* **GIVEN TASK**: Rewrite the records below, swapping "occurrence" for "match" wherever it occurs and leaving every other word as it is.

Saved data entries:
-- -- --
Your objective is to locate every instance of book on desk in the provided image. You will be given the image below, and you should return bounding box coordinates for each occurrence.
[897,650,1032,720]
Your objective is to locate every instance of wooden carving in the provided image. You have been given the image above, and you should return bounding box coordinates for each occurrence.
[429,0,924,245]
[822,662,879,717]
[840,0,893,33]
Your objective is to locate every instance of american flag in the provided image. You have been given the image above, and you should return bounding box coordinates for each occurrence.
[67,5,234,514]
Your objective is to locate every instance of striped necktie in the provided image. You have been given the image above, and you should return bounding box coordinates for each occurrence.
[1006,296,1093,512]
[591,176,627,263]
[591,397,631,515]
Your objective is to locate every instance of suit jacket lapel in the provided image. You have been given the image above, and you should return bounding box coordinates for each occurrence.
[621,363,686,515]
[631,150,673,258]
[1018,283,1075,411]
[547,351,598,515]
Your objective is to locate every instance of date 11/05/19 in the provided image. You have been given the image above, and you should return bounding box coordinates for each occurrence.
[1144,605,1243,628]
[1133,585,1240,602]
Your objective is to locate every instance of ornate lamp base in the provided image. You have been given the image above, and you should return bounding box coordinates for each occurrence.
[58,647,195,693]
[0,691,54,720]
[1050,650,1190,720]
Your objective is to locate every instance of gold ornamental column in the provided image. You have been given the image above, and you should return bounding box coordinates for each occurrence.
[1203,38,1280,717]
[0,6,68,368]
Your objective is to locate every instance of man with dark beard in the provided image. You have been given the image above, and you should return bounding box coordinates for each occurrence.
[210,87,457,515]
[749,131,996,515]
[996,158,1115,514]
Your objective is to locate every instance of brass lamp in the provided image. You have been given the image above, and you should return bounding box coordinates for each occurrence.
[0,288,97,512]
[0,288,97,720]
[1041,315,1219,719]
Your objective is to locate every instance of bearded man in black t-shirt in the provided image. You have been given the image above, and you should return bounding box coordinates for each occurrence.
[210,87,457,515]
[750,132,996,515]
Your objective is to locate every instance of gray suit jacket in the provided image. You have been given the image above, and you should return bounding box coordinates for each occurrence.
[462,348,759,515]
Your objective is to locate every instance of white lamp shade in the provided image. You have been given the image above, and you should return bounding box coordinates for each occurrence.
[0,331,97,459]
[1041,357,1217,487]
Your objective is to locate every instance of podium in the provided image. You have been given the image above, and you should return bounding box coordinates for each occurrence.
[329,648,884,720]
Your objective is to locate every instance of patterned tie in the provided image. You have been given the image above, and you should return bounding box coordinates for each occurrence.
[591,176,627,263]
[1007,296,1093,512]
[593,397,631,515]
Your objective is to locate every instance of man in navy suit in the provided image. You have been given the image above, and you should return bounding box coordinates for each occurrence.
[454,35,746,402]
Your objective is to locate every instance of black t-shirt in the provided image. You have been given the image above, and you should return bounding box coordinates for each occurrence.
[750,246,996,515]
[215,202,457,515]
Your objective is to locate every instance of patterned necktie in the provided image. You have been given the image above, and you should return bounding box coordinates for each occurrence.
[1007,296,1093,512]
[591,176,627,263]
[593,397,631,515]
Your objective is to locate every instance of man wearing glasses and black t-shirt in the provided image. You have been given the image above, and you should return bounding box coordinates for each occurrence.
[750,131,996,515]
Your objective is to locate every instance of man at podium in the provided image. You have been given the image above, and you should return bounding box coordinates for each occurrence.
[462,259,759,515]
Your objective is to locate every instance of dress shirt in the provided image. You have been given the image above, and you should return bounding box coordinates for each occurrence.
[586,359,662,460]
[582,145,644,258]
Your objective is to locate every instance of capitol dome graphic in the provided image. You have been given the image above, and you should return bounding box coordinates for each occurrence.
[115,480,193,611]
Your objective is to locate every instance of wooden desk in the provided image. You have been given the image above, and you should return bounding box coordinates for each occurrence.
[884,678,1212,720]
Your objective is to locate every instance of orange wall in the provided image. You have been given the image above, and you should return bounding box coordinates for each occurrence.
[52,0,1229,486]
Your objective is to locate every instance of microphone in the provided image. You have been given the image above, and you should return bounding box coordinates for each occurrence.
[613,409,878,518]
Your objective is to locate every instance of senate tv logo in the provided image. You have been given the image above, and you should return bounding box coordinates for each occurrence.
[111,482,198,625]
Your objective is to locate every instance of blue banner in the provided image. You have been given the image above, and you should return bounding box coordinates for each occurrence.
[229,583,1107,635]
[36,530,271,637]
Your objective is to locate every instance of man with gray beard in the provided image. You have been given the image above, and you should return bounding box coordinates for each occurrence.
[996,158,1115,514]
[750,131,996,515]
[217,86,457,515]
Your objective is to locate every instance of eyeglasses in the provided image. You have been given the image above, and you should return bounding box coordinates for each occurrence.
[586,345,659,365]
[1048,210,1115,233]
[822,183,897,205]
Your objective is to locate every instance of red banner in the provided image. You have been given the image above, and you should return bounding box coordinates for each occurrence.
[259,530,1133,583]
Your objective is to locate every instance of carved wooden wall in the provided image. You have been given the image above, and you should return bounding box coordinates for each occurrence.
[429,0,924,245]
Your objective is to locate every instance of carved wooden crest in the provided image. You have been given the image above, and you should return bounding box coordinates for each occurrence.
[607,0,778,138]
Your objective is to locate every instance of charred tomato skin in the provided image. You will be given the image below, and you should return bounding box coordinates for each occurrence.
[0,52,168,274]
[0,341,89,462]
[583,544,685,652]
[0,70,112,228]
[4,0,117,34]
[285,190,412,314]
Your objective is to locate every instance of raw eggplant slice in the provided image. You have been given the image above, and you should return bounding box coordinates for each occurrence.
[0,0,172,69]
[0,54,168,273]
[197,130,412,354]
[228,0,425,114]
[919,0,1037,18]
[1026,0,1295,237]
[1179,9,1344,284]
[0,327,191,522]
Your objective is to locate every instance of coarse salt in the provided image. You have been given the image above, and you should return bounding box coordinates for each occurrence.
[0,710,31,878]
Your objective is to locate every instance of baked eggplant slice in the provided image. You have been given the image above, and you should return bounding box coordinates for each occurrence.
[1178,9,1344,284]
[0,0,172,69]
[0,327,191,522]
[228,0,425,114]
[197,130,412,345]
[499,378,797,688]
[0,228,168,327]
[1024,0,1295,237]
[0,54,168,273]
-- -- --
* **TASK RESPONSE**:
Your objective is to locate every instance of book on desk in the provided image. You will be given the image below, and you should return bounding box coordinates for each match.
[897,650,1032,720]
Your objective is to locate every instance of wooden carving in the provided image. You have been given the image above, and you should return bounding box coordinates for each match.
[429,0,924,245]
[822,662,879,717]
[840,0,893,33]
Your objective is to locate every instance of american flag in the provided image. You have been given the image above, and you should return bounding box coordinates for each match.
[67,5,234,514]
Your objective is to locate every instance of striped necktie in the provided image. You have been given the image above, and you should return bounding box coordinates for each match.
[1006,296,1093,512]
[591,176,627,263]
[591,397,631,515]
Your objective is to locate every instance of suit jacket lapel in the provided image. You have been given the image above, and you should return bounding box coordinates for each match.
[621,363,686,515]
[631,150,673,258]
[1018,283,1075,411]
[547,351,598,515]
Your objective is to locate every instance of date 11/05/19 in the provided image. You have been given the image above, and you should return bounding box coordinates for each match.
[1144,605,1243,628]
[1133,585,1240,602]
Your objective is to locate every instance of ornate lamp base in the provided image. You have been given the image above, and you should return bounding box coordinates for each match.
[58,647,195,693]
[0,691,54,720]
[1050,650,1190,720]
Your objective is to locate every instance of gold ornamental column in the provided image. You have been given the image above, and you should return bounding box coordinates for each match.
[1203,38,1280,717]
[0,6,68,368]
Your objective is to locate every instance of man with dark beard in the provided image. You have been given the image above, and you should return bounding box coordinates for each match.
[210,87,457,515]
[749,131,996,515]
[996,158,1115,514]
Your objective is to locate every instance of brass lamp in the provided image. You have been given the image above, and you should return bounding box coordinates for each match.
[0,288,97,512]
[0,288,97,720]
[1041,315,1219,719]
Your objective is to locate every instance of bearded man in black t-shirt in the provided image. You have been given the image above, and you should return bounding box coordinates for each match.
[210,87,457,515]
[750,132,996,515]
Your objective is to locate every instance of gray suit jacket in the provided image. You have been given the image above, and you should return bounding box coordinates for each match.
[462,348,759,515]
Your objective is to locate every instance of white lamp shade in the provided image. You have been given the image above, and you should return bounding box coordinates for each match.
[0,331,97,459]
[1041,357,1217,487]
Your objective is to locate every instance of podium in the provided image. You have been given the image above, and you should return bounding box coordinates for each match.
[329,648,884,720]
Your objective is to locate every instance of patterned tie in the provided image. You have been given the image above, and you should return bounding box coordinates for each match.
[591,176,627,263]
[1007,296,1093,512]
[593,397,631,515]
Your objective is to locate every instance of man in navy suit in the provided image. You have been given the image above, and you should return bounding box coordinates for each match.
[454,35,746,402]
Your objective is to locate every instance of black t-shirt in the provided image. You have been given the image above, and you should return bounding box coordinates for each match.
[750,246,996,515]
[215,202,457,515]
Your objective is to locate every instance of patterned necktie in the provided image. You have been given the image above, and you should return bounding box coordinates for each match.
[1007,296,1093,512]
[591,176,627,263]
[593,397,631,515]
Your objective is to locate every instance of man wearing glasses and black t-shirt in the provided image. You have been given the image above, and you should return bounding box coordinates for each match.
[750,131,996,515]
Your objective is to locate every instance of man at podium in the provided image. You have been given the image above, and you should return bounding box coordinates for each match.
[462,259,759,515]
Your objective is to locate every instance of dress shirt in the provided image. You have been given the image above, and you should return bounding box coordinates for each match.
[586,359,662,460]
[582,145,644,258]
Your objective is to locate every instance of capitol dome graphic in the provided image. You have been given the image above, and you should return bounding box coordinates for each match.
[115,480,193,611]
Your objective is to locate every instance of wooden desk in the provided image. You have been given the image above, and you should return bounding box coordinates for each match.
[884,678,1212,720]
Your objective is to locate every instance of orange wall in the provided image. You have been given the image above, and you should return bounding box coordinates for each match.
[52,0,1229,486]
Your objective is to locate every instance of microphone in the provided image. You have been given the image above, and you should return bounding box coordinates for each match.
[613,409,878,518]
Your objective is to locate every instance of senate tv logo in the provided image. You have been given the image above, and you should return bounding box coordinates for each match.
[111,482,198,625]
Your objective is to locate every instance of blue banner in the provided image. You have been given the image above, and you should return bounding box coordinates for each match.
[229,583,1107,635]
[36,530,271,637]
Your objective is to locate every instance of man with gray beard in the provided image. You have been given the image above, and you should return bounding box coordinates for each match.
[996,158,1115,514]
[750,131,996,515]
[217,86,457,515]
Your objective is to locate every instance of eyeglasses in the provided image. You have been given the image above, and you should return bounding box coordinates for each match.
[586,345,659,365]
[1048,210,1115,233]
[822,183,897,205]
Your objective is to locate every instance of red banner in the provided image. You have been given the image above, and you should return bounding box coordinates for each match.
[259,530,1133,583]
Your objective is to locate every instance of carved wooden wall in the provided image. You have been given the image above, and you should return bounding box coordinates for each match.
[429,0,924,245]
Your objective is to locate every instance of carved wooden crest in the provided image. You have been given the image above, and you should return bounding box coordinates for each match.
[607,0,778,138]
Your objective is to locate every instance of charred tomato skin in the provided image. You will be given the image below, and you should return bounding box coordinates for each match.
[0,52,168,274]
[0,341,89,462]
[583,544,685,652]
[0,70,112,228]
[4,0,117,34]
[285,190,412,314]
Your objective is to locate every instance of raw eggplant slice in the provided image. You have been given the image above, and you should return bounding box coordinates for each match.
[0,0,172,69]
[0,54,168,273]
[197,130,412,354]
[228,0,425,114]
[919,0,1037,18]
[1026,0,1295,237]
[1179,9,1344,284]
[0,327,191,522]
Your objective is to locate every instance of coarse salt in the provided image. You have been given the image above, and you should return bounding box coordinates for each match.
[0,710,31,878]
Your objective is to locate every instance of baked eggplant slice in the provided image. You have been given the image above, and you should return bounding box coordinates for each match.
[1178,9,1344,284]
[0,0,172,69]
[0,327,191,522]
[228,0,425,114]
[197,130,412,345]
[499,378,797,688]
[0,228,168,327]
[1024,0,1295,237]
[0,54,168,273]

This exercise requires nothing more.